Today we welcome, Sarah Leonard, Scientist in Residence, to the Oxford Science Enterprises Life Sciences team.
Sarah joins us from Immunocore where she led a team of scientists to generate novel donor-unrestricted T cell therapeutics against oncology and infectious disease targets; including the successful delivery of a HLA-A2 restricted HBV-bispecific to clinical trial for the treatment of chronic Hepatitis B.
Prior to Immunocore, Sarah held a Translational Research Fellowship with Ovacome at the University of Birmingham, where she worked on novel drugs and biomarkers to predict disease progression and chemo resistance in cancer patients.
She has also held a number of post-doctoral positions, including with Janssen Pharmaceuticals where she delivered the pre-clinical package for an epigentic drug combination that went into an acute myeloid leukaemia clinical trial.
At Oxford Science Enterprises Sarah will work with the Life Sciences team to generate innovative new portfolio companies capable of tackling areas major unmet needs within her main fields of expertise – cancer therapy and microbiology.
We spoke to Sarah to find out what attracted her to Oxford, why she has taken on the role of SiR and her ultimate ambition.
What attracted you to Oxford and Oxford Science Enterprises?
I’ve been living in Oxfordshire for the past 5 years and pretty much fell in love with the city as soon as I moved. For such a small city, it’s bursting with history, character, and of course amazing science. Also, I’m originally from Ireland so love the fact that Oxford is in the middle of gorgeous countryside.
In terms of attraction to Oxford Science Enterprises, I have always been interested in the business side of science. In Birmingham, while doing my Phd I completed an enterprise and commercialisation course with Alta Enterprise Innovations, and while at Immunocore I was regularly exposed to the investment and commercial sides of the business, which I loved. When I discovered Oxford Science Enterprises, and the exciting companies such as Vaccitech, T-cypher and Nucleome Therapeutics that have emerged from it, I knew it was somewhere I wanted to be.
Why did you decide to join Oxford Science Enterprises as our newest Scientist in Residence?

[Data records]
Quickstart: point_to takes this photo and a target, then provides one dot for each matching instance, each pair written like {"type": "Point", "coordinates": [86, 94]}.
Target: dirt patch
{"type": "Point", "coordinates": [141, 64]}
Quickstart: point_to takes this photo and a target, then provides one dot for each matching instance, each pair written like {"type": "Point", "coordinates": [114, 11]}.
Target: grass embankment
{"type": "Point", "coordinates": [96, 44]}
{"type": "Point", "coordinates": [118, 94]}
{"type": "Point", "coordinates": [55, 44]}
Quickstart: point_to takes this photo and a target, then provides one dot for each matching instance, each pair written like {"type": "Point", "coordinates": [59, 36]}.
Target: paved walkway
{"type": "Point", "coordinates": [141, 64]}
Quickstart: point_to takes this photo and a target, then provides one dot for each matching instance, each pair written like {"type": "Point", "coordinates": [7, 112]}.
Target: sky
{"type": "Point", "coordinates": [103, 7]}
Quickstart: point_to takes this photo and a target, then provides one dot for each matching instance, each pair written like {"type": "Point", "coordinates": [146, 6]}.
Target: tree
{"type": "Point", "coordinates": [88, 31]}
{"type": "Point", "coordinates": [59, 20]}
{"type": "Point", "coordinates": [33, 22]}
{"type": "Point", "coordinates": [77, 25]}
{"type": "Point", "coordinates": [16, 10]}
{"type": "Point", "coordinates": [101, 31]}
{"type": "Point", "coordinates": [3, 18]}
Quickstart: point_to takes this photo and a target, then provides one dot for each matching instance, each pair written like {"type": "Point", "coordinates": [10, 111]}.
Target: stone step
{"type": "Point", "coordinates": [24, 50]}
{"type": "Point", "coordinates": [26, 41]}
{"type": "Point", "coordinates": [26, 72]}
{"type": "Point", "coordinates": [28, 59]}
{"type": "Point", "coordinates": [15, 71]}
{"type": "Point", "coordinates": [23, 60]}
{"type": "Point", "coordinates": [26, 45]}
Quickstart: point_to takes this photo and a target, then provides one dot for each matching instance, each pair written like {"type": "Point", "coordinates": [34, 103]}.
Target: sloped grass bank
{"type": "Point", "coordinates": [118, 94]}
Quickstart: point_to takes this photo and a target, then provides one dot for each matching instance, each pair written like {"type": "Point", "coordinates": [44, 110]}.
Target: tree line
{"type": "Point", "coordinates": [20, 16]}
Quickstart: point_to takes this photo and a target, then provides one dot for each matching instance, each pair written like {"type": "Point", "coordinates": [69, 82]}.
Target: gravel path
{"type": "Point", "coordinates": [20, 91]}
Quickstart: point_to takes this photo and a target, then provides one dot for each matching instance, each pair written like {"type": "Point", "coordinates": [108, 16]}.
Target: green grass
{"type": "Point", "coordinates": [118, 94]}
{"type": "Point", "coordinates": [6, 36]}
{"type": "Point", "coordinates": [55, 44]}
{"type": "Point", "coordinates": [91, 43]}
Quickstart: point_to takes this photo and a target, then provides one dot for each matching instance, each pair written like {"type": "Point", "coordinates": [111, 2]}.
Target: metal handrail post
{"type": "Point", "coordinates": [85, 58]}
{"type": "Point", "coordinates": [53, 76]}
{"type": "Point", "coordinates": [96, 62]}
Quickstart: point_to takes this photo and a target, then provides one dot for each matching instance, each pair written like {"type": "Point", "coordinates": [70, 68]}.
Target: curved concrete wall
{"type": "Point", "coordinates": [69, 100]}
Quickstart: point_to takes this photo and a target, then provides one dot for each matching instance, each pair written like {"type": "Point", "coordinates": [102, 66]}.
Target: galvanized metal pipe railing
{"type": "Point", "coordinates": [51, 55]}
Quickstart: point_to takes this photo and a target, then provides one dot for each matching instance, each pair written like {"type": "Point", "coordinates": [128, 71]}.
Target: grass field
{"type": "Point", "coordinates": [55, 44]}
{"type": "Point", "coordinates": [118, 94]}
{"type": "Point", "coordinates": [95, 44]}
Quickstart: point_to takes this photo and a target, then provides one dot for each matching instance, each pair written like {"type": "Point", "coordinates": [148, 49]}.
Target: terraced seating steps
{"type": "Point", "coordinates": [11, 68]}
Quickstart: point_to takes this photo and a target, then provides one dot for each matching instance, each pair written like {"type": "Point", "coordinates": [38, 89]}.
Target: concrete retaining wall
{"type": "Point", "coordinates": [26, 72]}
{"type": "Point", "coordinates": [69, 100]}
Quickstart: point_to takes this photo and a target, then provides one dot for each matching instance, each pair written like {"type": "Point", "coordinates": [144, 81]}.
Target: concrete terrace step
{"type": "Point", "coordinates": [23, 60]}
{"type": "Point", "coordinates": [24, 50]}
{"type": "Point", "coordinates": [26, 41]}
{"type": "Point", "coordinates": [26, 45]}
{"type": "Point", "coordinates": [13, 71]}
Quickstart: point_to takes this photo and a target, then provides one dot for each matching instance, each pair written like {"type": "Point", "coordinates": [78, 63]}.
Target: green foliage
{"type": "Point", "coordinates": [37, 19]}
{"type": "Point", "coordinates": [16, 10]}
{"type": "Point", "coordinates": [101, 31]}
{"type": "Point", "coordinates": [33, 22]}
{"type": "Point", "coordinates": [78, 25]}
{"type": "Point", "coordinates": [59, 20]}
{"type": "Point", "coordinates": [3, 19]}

## WHAT TO WORK ON:
In the announcement, where did Sarah Leonard hold a Translational Research Fellowship before joining Immunocore? Draw only on the announcement, not on the entries.

## WRITTEN SOLUTION:
She held it with Ovacome at the University of Birmingham.